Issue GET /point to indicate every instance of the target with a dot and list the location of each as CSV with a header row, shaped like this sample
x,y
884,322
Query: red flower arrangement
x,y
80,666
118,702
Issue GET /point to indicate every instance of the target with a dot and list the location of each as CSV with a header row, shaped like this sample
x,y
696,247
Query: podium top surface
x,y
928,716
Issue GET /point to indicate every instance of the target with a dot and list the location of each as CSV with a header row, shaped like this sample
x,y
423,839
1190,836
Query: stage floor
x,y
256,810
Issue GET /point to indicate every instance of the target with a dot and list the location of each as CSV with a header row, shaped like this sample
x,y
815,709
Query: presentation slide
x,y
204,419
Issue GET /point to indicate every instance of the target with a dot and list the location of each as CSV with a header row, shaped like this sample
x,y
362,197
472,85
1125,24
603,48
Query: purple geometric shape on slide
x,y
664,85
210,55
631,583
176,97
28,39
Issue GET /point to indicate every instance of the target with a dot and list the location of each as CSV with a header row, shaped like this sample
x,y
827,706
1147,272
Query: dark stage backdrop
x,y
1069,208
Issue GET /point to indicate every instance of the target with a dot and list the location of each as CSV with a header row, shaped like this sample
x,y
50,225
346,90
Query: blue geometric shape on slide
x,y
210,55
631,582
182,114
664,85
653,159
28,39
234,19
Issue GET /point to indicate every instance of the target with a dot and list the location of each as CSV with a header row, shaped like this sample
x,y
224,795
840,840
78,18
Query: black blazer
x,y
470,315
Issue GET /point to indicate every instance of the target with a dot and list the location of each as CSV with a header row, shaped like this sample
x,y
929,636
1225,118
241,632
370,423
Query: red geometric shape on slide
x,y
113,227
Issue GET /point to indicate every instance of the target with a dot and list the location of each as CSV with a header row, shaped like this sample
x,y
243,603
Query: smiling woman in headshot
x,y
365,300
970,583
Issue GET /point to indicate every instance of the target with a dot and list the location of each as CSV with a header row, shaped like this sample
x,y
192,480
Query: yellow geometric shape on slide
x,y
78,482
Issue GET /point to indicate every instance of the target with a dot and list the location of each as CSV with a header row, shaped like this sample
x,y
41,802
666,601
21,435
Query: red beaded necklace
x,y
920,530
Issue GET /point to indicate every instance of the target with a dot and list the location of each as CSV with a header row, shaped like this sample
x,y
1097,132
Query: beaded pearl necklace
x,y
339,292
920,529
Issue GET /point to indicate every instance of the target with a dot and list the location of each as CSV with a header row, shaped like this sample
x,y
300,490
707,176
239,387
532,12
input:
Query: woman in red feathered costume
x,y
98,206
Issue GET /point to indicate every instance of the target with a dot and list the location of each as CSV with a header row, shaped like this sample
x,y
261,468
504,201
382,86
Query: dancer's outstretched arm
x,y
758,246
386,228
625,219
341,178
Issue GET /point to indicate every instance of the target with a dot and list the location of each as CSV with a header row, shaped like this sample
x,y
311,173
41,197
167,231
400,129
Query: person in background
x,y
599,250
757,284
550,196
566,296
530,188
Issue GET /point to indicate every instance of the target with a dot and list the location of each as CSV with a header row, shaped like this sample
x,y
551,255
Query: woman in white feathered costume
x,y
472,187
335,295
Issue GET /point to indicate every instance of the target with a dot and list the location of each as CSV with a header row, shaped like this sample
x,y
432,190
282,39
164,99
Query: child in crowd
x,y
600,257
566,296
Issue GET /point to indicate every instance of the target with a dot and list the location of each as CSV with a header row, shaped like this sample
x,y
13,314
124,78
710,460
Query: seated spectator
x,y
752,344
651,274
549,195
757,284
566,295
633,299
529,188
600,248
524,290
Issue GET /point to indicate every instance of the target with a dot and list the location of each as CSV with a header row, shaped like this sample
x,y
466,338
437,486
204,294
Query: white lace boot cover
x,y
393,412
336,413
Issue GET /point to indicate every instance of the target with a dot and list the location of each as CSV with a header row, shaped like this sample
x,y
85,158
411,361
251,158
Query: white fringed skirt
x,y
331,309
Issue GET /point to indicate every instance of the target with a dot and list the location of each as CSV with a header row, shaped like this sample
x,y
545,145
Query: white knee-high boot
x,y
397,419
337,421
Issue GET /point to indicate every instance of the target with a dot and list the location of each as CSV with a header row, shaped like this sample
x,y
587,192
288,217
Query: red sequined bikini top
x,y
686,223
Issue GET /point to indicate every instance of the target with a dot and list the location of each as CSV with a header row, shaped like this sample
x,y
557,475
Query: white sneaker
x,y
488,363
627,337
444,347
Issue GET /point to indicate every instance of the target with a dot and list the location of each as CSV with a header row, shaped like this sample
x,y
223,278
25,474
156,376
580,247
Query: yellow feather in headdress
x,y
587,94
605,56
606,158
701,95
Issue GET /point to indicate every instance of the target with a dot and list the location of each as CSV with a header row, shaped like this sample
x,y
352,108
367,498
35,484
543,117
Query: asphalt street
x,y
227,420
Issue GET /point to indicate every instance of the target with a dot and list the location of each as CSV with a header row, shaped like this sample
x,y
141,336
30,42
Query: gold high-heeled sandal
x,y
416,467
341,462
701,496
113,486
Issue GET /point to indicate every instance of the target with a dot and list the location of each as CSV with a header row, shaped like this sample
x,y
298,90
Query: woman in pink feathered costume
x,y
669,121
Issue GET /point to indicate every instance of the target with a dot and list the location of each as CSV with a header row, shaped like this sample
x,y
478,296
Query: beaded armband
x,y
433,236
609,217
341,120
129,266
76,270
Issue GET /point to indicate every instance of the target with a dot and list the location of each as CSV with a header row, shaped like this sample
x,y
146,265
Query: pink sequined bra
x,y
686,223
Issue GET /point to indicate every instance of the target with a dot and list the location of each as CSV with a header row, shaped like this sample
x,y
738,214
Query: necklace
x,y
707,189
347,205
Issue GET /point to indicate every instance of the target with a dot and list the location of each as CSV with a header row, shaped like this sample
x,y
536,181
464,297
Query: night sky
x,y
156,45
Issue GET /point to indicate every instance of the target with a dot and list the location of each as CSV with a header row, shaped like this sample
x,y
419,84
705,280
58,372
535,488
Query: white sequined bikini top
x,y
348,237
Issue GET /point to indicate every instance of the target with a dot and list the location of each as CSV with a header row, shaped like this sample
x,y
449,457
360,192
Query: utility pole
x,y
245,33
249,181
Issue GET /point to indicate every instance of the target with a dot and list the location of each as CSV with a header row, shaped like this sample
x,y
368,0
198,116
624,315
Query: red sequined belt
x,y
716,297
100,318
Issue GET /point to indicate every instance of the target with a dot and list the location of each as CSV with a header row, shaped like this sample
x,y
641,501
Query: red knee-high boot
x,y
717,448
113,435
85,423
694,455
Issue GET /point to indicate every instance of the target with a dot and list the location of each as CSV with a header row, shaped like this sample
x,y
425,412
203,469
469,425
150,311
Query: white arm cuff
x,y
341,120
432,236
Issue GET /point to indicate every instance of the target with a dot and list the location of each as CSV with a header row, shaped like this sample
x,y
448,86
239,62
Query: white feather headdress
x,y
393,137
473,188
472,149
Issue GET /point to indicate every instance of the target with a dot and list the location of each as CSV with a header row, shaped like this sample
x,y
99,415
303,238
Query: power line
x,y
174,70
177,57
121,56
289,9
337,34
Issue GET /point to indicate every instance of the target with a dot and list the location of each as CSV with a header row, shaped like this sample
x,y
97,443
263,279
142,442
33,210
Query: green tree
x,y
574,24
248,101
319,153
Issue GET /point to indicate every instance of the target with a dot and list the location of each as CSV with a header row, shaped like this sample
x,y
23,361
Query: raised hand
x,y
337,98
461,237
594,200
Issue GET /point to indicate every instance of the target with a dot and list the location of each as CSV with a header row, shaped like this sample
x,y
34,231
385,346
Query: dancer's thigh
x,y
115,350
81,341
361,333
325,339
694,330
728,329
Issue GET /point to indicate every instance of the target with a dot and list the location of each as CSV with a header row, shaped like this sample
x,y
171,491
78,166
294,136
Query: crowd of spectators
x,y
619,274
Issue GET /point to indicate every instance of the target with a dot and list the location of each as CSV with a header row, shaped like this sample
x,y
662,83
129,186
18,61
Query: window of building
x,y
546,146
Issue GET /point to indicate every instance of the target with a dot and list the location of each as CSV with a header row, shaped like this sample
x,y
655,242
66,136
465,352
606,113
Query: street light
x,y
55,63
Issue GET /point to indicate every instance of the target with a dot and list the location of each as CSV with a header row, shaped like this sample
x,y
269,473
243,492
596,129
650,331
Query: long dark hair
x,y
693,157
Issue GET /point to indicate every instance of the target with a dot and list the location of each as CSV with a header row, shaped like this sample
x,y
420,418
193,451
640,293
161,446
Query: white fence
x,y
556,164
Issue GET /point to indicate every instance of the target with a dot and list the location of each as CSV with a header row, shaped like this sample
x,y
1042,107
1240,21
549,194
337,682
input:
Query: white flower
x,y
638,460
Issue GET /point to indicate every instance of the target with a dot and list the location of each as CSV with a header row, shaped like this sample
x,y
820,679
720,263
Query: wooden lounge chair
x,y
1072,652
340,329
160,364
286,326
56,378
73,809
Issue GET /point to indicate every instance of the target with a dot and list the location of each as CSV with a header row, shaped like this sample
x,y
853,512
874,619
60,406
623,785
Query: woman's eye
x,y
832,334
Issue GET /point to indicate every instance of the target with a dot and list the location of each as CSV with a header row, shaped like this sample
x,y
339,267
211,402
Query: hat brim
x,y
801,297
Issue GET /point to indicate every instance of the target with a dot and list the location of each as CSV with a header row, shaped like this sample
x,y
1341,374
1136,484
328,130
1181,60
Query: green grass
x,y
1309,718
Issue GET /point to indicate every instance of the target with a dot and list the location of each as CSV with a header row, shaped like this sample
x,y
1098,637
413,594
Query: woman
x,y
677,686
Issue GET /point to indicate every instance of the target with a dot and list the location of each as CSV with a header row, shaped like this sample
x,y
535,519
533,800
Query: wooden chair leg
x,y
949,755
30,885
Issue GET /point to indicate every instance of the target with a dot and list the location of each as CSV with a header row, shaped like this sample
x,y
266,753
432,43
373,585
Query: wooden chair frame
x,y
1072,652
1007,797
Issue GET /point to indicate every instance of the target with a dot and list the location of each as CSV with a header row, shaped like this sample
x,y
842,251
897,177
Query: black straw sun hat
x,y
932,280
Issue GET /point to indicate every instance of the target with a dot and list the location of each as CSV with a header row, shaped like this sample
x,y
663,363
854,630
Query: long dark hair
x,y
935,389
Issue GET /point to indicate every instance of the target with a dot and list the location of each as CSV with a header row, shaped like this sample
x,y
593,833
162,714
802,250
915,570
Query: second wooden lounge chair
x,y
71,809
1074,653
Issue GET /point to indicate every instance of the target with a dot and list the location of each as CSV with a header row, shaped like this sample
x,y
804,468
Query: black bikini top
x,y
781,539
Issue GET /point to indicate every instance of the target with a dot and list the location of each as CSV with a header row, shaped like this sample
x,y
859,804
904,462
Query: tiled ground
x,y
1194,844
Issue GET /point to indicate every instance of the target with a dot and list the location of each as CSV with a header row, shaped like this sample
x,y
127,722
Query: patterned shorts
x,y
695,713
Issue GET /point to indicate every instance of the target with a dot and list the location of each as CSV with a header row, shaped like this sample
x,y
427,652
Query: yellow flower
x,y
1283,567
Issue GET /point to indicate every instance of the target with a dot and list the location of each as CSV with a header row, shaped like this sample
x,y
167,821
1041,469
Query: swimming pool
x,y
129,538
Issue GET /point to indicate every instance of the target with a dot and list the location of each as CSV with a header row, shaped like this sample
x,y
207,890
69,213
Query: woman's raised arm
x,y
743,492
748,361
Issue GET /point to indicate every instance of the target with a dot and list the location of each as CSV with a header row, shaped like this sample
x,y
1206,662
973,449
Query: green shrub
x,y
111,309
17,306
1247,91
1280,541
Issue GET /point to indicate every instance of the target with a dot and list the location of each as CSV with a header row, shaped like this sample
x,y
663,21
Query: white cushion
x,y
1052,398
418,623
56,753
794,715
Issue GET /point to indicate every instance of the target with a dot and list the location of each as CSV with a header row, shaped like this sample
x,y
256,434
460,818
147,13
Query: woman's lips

GIVEN REQUEST: Copy out each line of the rows above that has the word "stage" in it.

ANSWER TO THE TASK:
Query: stage floor
Query: dark stage backdrop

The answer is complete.